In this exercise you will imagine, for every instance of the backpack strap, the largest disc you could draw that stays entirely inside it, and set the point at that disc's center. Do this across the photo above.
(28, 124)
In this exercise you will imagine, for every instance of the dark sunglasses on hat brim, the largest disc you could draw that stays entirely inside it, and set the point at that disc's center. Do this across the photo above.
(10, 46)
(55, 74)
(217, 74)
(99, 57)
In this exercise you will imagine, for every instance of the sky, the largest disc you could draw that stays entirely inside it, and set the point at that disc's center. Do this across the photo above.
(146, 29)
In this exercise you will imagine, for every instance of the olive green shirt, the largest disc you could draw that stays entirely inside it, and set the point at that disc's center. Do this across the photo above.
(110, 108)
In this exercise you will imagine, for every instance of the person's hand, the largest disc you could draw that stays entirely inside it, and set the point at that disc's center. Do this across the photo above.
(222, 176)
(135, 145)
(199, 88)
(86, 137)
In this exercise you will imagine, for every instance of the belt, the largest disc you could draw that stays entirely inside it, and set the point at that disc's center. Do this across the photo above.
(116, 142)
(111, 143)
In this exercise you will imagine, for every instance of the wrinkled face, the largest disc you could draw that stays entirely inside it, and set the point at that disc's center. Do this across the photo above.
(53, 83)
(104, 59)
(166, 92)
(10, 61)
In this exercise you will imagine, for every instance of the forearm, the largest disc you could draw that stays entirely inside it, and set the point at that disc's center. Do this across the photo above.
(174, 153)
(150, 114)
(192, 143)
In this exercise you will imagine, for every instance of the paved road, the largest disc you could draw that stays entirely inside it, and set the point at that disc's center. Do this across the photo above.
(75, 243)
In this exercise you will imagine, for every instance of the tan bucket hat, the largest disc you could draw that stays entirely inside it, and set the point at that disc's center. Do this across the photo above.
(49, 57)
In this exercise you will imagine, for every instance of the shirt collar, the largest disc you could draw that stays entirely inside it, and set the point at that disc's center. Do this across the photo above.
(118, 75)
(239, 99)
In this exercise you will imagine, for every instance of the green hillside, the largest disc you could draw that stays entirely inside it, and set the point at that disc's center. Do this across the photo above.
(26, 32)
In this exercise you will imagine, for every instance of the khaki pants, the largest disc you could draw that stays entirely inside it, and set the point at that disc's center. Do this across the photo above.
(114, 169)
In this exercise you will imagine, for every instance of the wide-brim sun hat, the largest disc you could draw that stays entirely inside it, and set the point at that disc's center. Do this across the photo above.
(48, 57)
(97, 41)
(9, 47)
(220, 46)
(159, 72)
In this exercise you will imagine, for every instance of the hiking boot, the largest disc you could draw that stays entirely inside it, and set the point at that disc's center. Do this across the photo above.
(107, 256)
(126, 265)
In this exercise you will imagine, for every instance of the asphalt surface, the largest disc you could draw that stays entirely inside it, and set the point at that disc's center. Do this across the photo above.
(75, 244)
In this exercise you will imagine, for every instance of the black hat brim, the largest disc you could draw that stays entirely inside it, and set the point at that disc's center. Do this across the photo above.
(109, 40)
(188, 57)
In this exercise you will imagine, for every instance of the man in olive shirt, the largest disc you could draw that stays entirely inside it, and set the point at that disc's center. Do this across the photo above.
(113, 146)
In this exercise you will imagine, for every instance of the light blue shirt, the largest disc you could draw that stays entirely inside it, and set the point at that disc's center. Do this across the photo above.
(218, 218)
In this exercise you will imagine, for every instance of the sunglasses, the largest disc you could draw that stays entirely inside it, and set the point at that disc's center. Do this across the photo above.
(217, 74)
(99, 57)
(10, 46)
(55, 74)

----

Task statement: Rescale the rows from the line holding "of the black" through the last row, inclusive. Write those lines out again with the requests included, multiplying every point coordinate in the answers by 2.05 and rounding to whole numbers, with halves rounded up.

Answer to this exercise:
In this exercise you will imagine, for every instance of the black hat brim, the largest disc you could draw that stays entirely inside it, and set the point at that disc's center. Do this across the photo above.
(223, 82)
(385, 117)
In this exercise you will imagine, for every instance of the man in olive shirt, the largest disc you could draw that stays entirely inside it, and set the point at that disc's center. Do this across the photo above.
(232, 299)
In this exercise you will imagine, for every instance of the light blue shirt, the largest disc you could draw that stays entirely inside it, and set the point at that disc's center. Do this across the photo above.
(447, 447)
In this exercise you will imagine, for every instance of the sunglasses, the largest disc you could draw that stays entirely inside it, and set the point at that disc's center. Do this across the photo above.
(445, 152)
(203, 117)
(21, 94)
(113, 152)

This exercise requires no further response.